┌─ SOURCE DATA

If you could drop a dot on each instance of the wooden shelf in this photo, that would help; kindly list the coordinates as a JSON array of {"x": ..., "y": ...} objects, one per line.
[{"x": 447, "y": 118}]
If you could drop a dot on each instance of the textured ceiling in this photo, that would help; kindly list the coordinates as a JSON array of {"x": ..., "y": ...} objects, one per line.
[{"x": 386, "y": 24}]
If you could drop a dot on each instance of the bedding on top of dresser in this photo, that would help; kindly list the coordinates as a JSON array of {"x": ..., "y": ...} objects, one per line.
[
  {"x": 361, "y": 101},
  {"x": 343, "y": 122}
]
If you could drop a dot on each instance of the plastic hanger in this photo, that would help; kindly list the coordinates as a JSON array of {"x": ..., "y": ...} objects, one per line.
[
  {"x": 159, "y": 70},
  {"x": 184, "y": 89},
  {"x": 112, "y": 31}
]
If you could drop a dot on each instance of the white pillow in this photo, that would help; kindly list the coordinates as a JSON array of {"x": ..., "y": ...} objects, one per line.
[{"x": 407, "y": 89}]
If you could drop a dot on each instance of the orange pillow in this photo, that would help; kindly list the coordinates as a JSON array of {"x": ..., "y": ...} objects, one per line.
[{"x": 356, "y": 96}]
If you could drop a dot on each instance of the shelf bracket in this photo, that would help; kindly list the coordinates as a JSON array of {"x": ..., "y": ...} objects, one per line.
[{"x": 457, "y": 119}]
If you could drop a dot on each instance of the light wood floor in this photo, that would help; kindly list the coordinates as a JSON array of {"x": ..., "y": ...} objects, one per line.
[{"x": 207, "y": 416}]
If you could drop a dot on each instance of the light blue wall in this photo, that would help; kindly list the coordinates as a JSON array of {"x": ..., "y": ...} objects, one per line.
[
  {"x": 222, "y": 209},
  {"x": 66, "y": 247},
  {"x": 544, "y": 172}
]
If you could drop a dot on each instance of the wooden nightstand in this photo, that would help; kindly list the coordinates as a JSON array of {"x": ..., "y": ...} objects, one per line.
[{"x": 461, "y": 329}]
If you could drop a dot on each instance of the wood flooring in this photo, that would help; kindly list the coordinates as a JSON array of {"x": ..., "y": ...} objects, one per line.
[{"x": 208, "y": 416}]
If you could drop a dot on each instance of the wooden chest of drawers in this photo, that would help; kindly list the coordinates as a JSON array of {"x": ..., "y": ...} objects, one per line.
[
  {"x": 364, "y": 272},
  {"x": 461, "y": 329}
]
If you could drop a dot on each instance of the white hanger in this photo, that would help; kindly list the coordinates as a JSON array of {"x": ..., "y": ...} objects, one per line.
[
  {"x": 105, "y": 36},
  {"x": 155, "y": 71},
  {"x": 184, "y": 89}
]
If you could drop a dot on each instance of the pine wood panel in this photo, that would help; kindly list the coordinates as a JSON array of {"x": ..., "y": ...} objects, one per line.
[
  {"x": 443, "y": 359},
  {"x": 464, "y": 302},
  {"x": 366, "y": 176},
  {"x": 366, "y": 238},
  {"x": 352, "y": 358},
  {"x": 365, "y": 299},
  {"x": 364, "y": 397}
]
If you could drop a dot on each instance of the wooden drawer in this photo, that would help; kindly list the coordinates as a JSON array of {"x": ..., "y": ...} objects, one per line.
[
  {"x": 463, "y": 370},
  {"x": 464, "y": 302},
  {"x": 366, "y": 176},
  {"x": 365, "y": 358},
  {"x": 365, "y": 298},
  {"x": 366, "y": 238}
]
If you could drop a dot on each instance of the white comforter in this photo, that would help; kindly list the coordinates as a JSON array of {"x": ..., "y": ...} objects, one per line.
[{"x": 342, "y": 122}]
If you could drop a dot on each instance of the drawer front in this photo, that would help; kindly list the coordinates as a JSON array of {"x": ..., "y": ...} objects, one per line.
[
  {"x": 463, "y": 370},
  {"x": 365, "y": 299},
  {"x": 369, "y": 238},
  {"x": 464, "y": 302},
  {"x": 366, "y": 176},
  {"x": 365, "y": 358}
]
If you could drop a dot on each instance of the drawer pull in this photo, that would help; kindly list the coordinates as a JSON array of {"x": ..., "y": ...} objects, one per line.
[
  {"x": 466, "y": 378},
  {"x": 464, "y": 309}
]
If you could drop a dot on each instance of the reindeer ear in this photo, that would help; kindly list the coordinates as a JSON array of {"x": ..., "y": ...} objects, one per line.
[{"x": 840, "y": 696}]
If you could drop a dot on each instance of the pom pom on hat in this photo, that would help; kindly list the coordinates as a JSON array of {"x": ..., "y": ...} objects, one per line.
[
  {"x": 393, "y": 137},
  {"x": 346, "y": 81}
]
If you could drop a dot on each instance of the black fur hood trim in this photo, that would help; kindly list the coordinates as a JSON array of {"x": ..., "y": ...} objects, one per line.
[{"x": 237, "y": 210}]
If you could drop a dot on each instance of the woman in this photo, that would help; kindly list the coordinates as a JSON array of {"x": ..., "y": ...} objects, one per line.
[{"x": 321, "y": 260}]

└─

EXERCISE REQUIREMENTS -
Set the whole listing down again, unchanged.

TASK RESULT -
If you could drop a dot on each instance of the wooden shelf in this photo, that would help; kindly list the coordinates as a JSON array of {"x": ..., "y": ...} objects, one per line.
[{"x": 447, "y": 118}]
If you could drop a dot on each instance of the textured ceiling in this photo, that would help; kindly list the coordinates as a JSON array of {"x": ..., "y": ...} objects, one per line.
[{"x": 386, "y": 24}]
If you could drop a dot on each instance of the bedding on top of dresser in this photo, that would help; kindly list the coordinates as a JSON array of {"x": ..., "y": ...} objects, one per line.
[
  {"x": 361, "y": 101},
  {"x": 343, "y": 122}
]
If you could drop a dot on each instance of the plastic hanger in this photo, that would help; kindly list the coordinates as a JSON array of {"x": ..., "y": ...} objects, one per line.
[
  {"x": 159, "y": 70},
  {"x": 184, "y": 89},
  {"x": 112, "y": 31}
]
If you could drop a dot on each instance of the white pillow in this photo, that would help; kindly list the coordinates as a JSON array of {"x": ..., "y": ...} objects, one per line.
[{"x": 407, "y": 89}]
If you could drop a dot on each instance of the orange pillow in this photo, that would help; kindly list the coordinates as a JSON array of {"x": ..., "y": ...} objects, one per line.
[{"x": 356, "y": 96}]
If you could drop a dot on each instance of the shelf bracket in this photo, that would help; kindly list the coordinates as a JSON array of {"x": ..., "y": ...} objects, one per line.
[{"x": 457, "y": 119}]
If you could drop a dot on each instance of the light wood floor in this photo, that would help; kindly list the coordinates as a JSON array of {"x": ..., "y": ...} objects, one per line.
[{"x": 207, "y": 416}]
If you could drop a dot on each instance of the light blue wall in this photo, that would help; kindly list the coordinates as a JSON array of {"x": ..., "y": ...} objects, one per line.
[
  {"x": 222, "y": 209},
  {"x": 66, "y": 247},
  {"x": 544, "y": 172}
]
If you could drop a dot on each instance of the wooden nightstand in this photo, that would help; kindly list the coordinates as a JSON array of {"x": ..., "y": ...} objects, one per line.
[{"x": 461, "y": 329}]
If you could drop a dot on each instance of the wood flooring in this photo, that would help; kindly list the coordinates as a JSON array of {"x": ..., "y": ...} objects, one per line.
[{"x": 208, "y": 416}]
If you could drop a dot on each instance of the wooden chest of drawers in this photo, that would help; kindly list the coordinates as a JSON array of {"x": ..., "y": ...} objects, one per line.
[
  {"x": 364, "y": 272},
  {"x": 461, "y": 329}
]
If you could drop a dot on each instance of the white hanger in this photo, that would help; kindly list the coordinates as a JSON array of {"x": ..., "y": ...} objects, one per line.
[
  {"x": 105, "y": 36},
  {"x": 155, "y": 71},
  {"x": 184, "y": 89}
]
If you could drop a dot on each instance of the pine wood panel in this photo, that would help; kindly list the coordinates as a JSON array of {"x": ..., "y": ...} objects, one per line.
[
  {"x": 443, "y": 359},
  {"x": 464, "y": 302},
  {"x": 366, "y": 176},
  {"x": 366, "y": 238},
  {"x": 352, "y": 358},
  {"x": 365, "y": 299},
  {"x": 364, "y": 397}
]
If you could drop a dot on each instance of the wooden drawer in this photo, that would help; kindly list the coordinates as a JSON array of {"x": ..., "y": ...} objects, one per line.
[
  {"x": 463, "y": 370},
  {"x": 464, "y": 302},
  {"x": 366, "y": 176},
  {"x": 365, "y": 358},
  {"x": 365, "y": 298},
  {"x": 366, "y": 238}
]
If you could drop a dot on each instance of the white comforter in this photo, that would help; kindly list the coordinates as a JSON array of {"x": ..., "y": ...} objects, one per line.
[{"x": 342, "y": 122}]
If you could drop a dot on each instance of the drawer front in this photo, that would help; kindly list the coordinates as a JSON array of {"x": ..., "y": ...} objects, one per line.
[
  {"x": 463, "y": 370},
  {"x": 365, "y": 299},
  {"x": 369, "y": 238},
  {"x": 464, "y": 302},
  {"x": 366, "y": 176},
  {"x": 365, "y": 358}
]
If you could drop a dot on each instance of the drawer pull in this photo, that would help; kindly list the coordinates as a JSON array of {"x": ..., "y": ...} objects, one per line.
[
  {"x": 466, "y": 378},
  {"x": 464, "y": 309}
]
If you could drop a dot on each instance of the reindeer ear in this photo, that would help; kindly list the coordinates as a JSON array of {"x": ..., "y": ...} objects, one per line.
[{"x": 840, "y": 696}]
If you could drop a dot on each instance of the pom pom on hat in this photo, that would help; kindly list the coordinates as a JSON array of {"x": ..., "y": ...} objects, one per line.
[
  {"x": 393, "y": 137},
  {"x": 346, "y": 81}
]
If you could drop a dot on each instance of the black fur hood trim in this photo, that would help; kindly list the coordinates as a JSON array of {"x": ..., "y": ...} objects, one per line.
[{"x": 237, "y": 210}]
If you could drop a dot on each instance of the woman in this photo, that would help; kindly list the coordinates as a JSON array of {"x": ..., "y": ...} objects, one per line.
[{"x": 321, "y": 260}]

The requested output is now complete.